Texto para analizar:

El 28 de agosto, día de San Agustín, había opípara comida de fraile para todos en el seminario de La Linda, a una jaculatoria de Manizales. Echaban la casa por el campanario y el púlpito al mismo tiempo. Asistíamos a misa de dos yemas, en latín y de espaldas al respetable público, claro.
Había recorderis de la regla del obispo de Hipona que dejó colgado de la brocha a su novia. Leíamos las Confesiones del hijo de misiá Mónica. En alguna parte de su autobiografía le pide a Dios que le regale la castidad “pero no ahora”. Fue ampliamente complacido.
Aprendíamos de memoria casi toda la regla de Agustín que empieza: “Ante omnia, fratres carissimi, diligatur Deus, deinde proximi...”. (Ante todo, parceros, amemos a Dios y después al prójimo).
Algo de Cicerón alcanzamos a traducir: Quousque tandem abutere, Catilina, patientia nostra? (Pilas, Catilina, sin abusar mucho de la paciencia, papá, también en libérrima traducción.
Modestia apártate, pero siempre sobresalí en latín, una materia que se llamaba preceptiva literaria, y ortografía. Las calificaciones llegaban a lomo de flota Arauca cada mes a nuestras casas para notificar a nuestros taitas de que la platica estaba bien – o mal - invertida.
En La linda también me inicié en el ajedrez, el juego que tiene como patrona a Caissa, una diosa pagana.

Filas extraídas:
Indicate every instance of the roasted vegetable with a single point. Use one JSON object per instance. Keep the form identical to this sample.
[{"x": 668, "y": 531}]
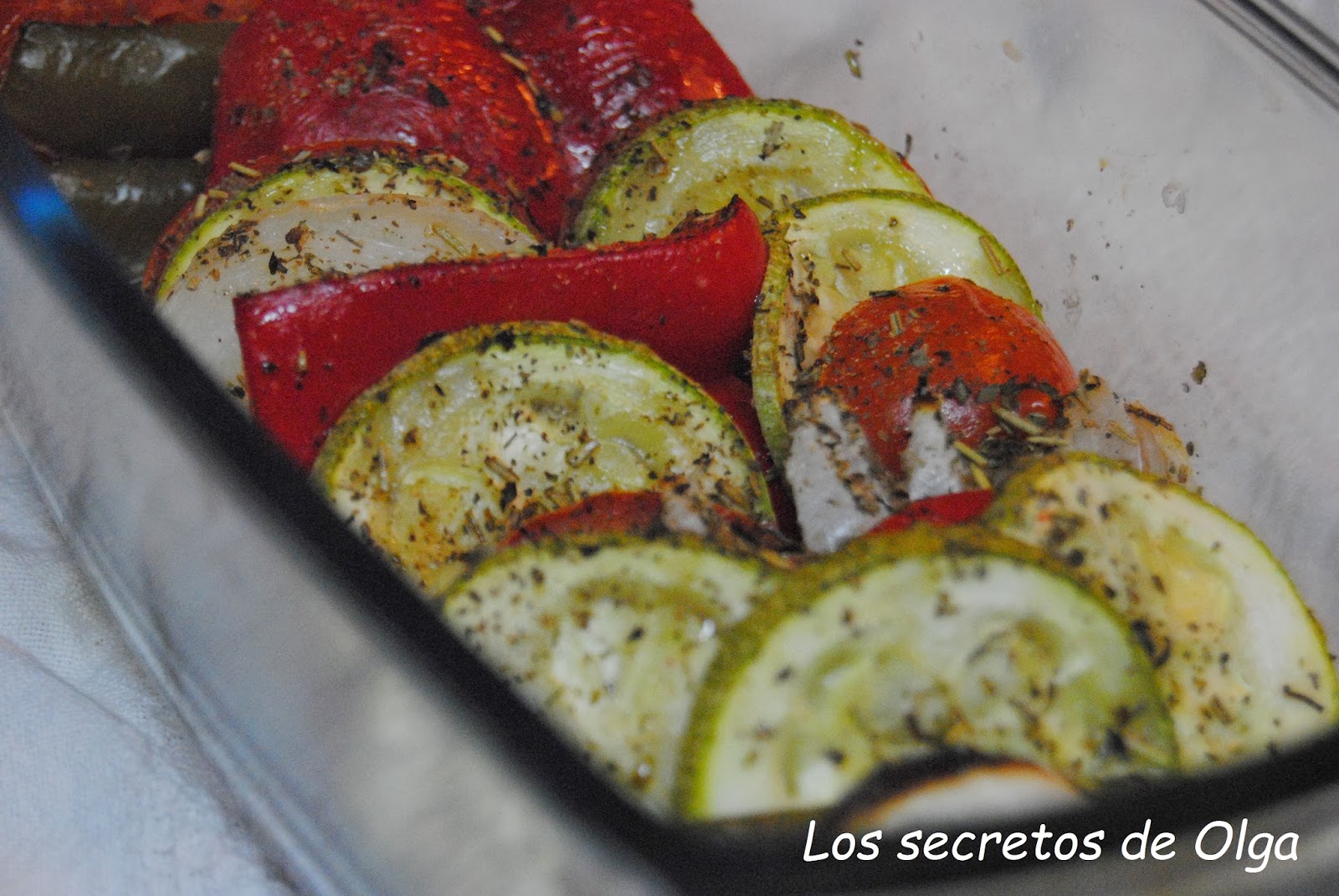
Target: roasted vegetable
[
  {"x": 310, "y": 350},
  {"x": 419, "y": 73},
  {"x": 903, "y": 644},
  {"x": 609, "y": 637},
  {"x": 489, "y": 426},
  {"x": 127, "y": 202},
  {"x": 834, "y": 252},
  {"x": 655, "y": 515},
  {"x": 991, "y": 366},
  {"x": 767, "y": 151},
  {"x": 604, "y": 69},
  {"x": 321, "y": 218},
  {"x": 104, "y": 91},
  {"x": 1238, "y": 657}
]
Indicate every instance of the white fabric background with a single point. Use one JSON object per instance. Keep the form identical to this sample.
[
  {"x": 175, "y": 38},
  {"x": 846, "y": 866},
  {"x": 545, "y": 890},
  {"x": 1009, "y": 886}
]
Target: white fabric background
[{"x": 100, "y": 788}]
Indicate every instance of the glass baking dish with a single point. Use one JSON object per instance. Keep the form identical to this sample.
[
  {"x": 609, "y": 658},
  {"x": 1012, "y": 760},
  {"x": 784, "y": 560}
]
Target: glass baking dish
[{"x": 1164, "y": 172}]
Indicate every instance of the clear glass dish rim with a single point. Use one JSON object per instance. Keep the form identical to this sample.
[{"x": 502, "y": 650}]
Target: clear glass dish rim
[{"x": 696, "y": 858}]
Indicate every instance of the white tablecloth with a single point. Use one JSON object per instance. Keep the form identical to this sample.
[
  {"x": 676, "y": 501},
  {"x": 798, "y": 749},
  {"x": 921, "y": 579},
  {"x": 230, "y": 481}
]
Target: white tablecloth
[{"x": 102, "y": 791}]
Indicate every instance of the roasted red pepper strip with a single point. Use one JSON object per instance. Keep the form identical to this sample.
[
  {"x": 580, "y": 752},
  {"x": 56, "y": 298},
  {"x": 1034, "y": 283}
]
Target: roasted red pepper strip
[
  {"x": 310, "y": 350},
  {"x": 939, "y": 510},
  {"x": 415, "y": 73},
  {"x": 603, "y": 69}
]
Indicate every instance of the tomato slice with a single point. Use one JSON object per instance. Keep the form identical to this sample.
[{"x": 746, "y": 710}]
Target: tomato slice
[
  {"x": 603, "y": 69},
  {"x": 310, "y": 350},
  {"x": 951, "y": 340},
  {"x": 939, "y": 510},
  {"x": 415, "y": 73}
]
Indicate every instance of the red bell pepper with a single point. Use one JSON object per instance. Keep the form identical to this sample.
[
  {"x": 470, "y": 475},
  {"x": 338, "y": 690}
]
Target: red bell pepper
[
  {"x": 310, "y": 350},
  {"x": 603, "y": 69},
  {"x": 647, "y": 515},
  {"x": 939, "y": 510},
  {"x": 947, "y": 339},
  {"x": 417, "y": 73}
]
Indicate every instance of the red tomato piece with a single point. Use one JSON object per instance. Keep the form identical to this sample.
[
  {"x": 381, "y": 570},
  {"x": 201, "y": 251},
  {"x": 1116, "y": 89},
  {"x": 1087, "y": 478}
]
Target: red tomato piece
[
  {"x": 607, "y": 512},
  {"x": 939, "y": 510},
  {"x": 603, "y": 69},
  {"x": 310, "y": 350},
  {"x": 415, "y": 73},
  {"x": 946, "y": 339}
]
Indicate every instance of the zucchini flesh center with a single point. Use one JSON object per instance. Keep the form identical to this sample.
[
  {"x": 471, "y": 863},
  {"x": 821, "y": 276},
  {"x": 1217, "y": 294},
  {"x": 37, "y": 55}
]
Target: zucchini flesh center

Tarea propuesta A:
Traduce al inglés esta oración del texto sobre el seminario de La Linda: "En La linda también me inicié en el ajedrez, el juego que tiene como patrona a Caissa, una diosa pagana."
Tarea propuesta B:
Transcribe sin cambios el fragmento del texto sobre el seminario de La Linda que va de "Algo de Cicerón" a "mal - invertida.", ambos incluidos.

Respuesta A:
In La linda I also took up chess, the game whose patron is Caissa, a pagan goddess.

Respuesta B:
Algo de Cicerón alcanzamos a traducir: Quousque tandem abutere, Catilina, patientia nostra? (Pilas, Catilina, sin abusar mucho de la paciencia, papá, también en libérrima traducción.
Modestia apártate, pero siempre sobresalí en latín, una materia que se llamaba preceptiva literaria, y ortografía. Las calificaciones llegaban a lomo de flota Arauca cada mes a nuestras casas para notificar a nuestros taitas de que la platica estaba bien – o mal - invertida.